Short task - Express the stretch of lines below, from the one containing "Definition of the keypoint: for every instance of the blue-gray" through the last line, as a Markdown table with the columns Row and Line, leaving out any blank lines.

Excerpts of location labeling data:
---*---

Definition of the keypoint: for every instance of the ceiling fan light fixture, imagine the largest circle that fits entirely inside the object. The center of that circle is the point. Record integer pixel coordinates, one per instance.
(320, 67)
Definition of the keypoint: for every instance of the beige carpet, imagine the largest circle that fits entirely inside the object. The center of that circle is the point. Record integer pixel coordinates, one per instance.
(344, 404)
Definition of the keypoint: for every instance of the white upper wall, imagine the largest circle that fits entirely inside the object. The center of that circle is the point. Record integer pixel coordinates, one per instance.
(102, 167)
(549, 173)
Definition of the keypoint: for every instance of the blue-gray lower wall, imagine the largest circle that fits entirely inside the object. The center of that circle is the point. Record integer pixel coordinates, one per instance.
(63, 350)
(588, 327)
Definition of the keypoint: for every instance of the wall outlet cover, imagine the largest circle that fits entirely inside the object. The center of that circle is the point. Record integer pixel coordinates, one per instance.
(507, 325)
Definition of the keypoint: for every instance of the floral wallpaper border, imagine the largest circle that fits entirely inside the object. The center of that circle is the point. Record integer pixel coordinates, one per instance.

---*---

Solution to this problem -
| Row | Line |
|---|---|
| 1 | Definition of the keypoint: for every instance of the blue-gray lower wall, imagine the largest circle that fits entirely inside the object. The center of that circle is the point. Record integer pixel coordinates, one per instance. |
| 2 | (63, 350) |
| 3 | (588, 327) |
| 4 | Definition of the keypoint: for every instance of the wall outlet cover, imagine the largest circle that fits entirely inside the object. The center of that circle is the point. Record integer pixel coordinates, one per instance. |
| 5 | (507, 325) |
| 6 | Definition of the keypoint: for every instance of the floral wallpaper border, imagine the largest circle that fits entirely inside the object. The center of that circle is the point. Record integer pixel coordinates, one per instance. |